Pointing dataset excerpts -
== == ==

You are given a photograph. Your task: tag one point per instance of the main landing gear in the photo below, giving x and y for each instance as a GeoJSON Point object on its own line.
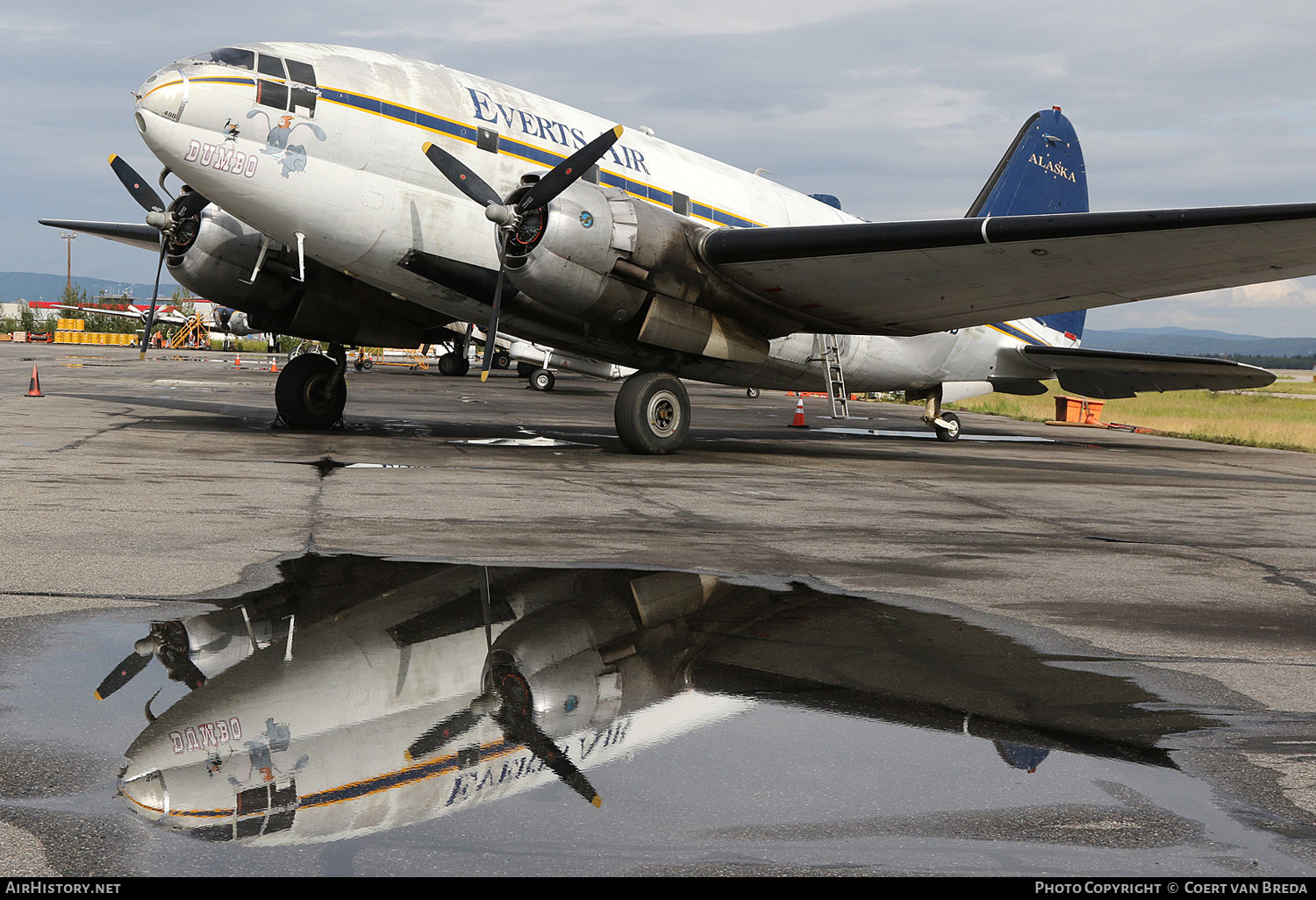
{"type": "Point", "coordinates": [652, 413]}
{"type": "Point", "coordinates": [311, 391]}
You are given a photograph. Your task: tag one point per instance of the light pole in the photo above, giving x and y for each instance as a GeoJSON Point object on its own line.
{"type": "Point", "coordinates": [68, 284]}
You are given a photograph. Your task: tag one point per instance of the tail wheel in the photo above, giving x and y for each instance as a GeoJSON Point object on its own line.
{"type": "Point", "coordinates": [310, 392]}
{"type": "Point", "coordinates": [652, 413]}
{"type": "Point", "coordinates": [952, 432]}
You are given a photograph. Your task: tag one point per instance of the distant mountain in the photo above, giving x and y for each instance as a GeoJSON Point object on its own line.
{"type": "Point", "coordinates": [36, 286]}
{"type": "Point", "coordinates": [1189, 342]}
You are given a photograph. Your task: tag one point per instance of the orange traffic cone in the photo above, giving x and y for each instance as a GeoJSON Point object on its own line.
{"type": "Point", "coordinates": [799, 416]}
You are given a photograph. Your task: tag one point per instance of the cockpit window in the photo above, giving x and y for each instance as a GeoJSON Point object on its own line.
{"type": "Point", "coordinates": [302, 73]}
{"type": "Point", "coordinates": [229, 57]}
{"type": "Point", "coordinates": [270, 66]}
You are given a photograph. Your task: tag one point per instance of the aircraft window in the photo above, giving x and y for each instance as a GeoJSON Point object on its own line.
{"type": "Point", "coordinates": [253, 800]}
{"type": "Point", "coordinates": [271, 94]}
{"type": "Point", "coordinates": [302, 73]}
{"type": "Point", "coordinates": [284, 796]}
{"type": "Point", "coordinates": [270, 66]}
{"type": "Point", "coordinates": [303, 102]}
{"type": "Point", "coordinates": [229, 57]}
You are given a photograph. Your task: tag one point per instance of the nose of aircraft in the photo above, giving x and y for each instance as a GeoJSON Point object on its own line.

== == ==

PROBLEM DETAILS -
Each line from the one containing "of the light" to the end of the records should be echoed exactly, and no other line.

FINISHED TASK -
You are given a photograph. Your task: tag one point per instance of the light pole in the photo above, giving x and y for each instance as a GeoJSON Point object on its own line.
{"type": "Point", "coordinates": [68, 284]}
You are given a photograph. Your task: tag one point per instance of the tail wheel in the photo above, giving x and y for each instance as a GeoJSON Point object on its own line.
{"type": "Point", "coordinates": [310, 392]}
{"type": "Point", "coordinates": [652, 413]}
{"type": "Point", "coordinates": [952, 432]}
You are given a photograph. Your task: tag one point per instance of the distant mountain in the photo above, giving x and y for each instance as a GeoJSON Point object on its own line.
{"type": "Point", "coordinates": [36, 286]}
{"type": "Point", "coordinates": [1189, 342]}
You are given a photograph. Your task: tag one point per instance of the orange traffic cone in the photo above, giving x and y for each instance as a GeoJSON Point object on its own line.
{"type": "Point", "coordinates": [799, 416]}
You are given a photograph. Your task: tag one point per instance of the cockpit window in the photo above, giving x and y for each instance as a GeoJSON Point object on its own line.
{"type": "Point", "coordinates": [302, 73]}
{"type": "Point", "coordinates": [229, 57]}
{"type": "Point", "coordinates": [270, 66]}
You are given a photograph. Your task: tag one point per instance of the aircraft window in the photo above, giving x and y for each instance as a GeoJSON Point object on its own line.
{"type": "Point", "coordinates": [253, 800]}
{"type": "Point", "coordinates": [271, 94]}
{"type": "Point", "coordinates": [302, 73]}
{"type": "Point", "coordinates": [284, 796]}
{"type": "Point", "coordinates": [270, 66]}
{"type": "Point", "coordinates": [303, 102]}
{"type": "Point", "coordinates": [229, 57]}
You are given a photograph. Your task: tag one point per instance of the nose of aircraft in the photo above, giving x and y for each instance as a GeoJSON Point object on its own line.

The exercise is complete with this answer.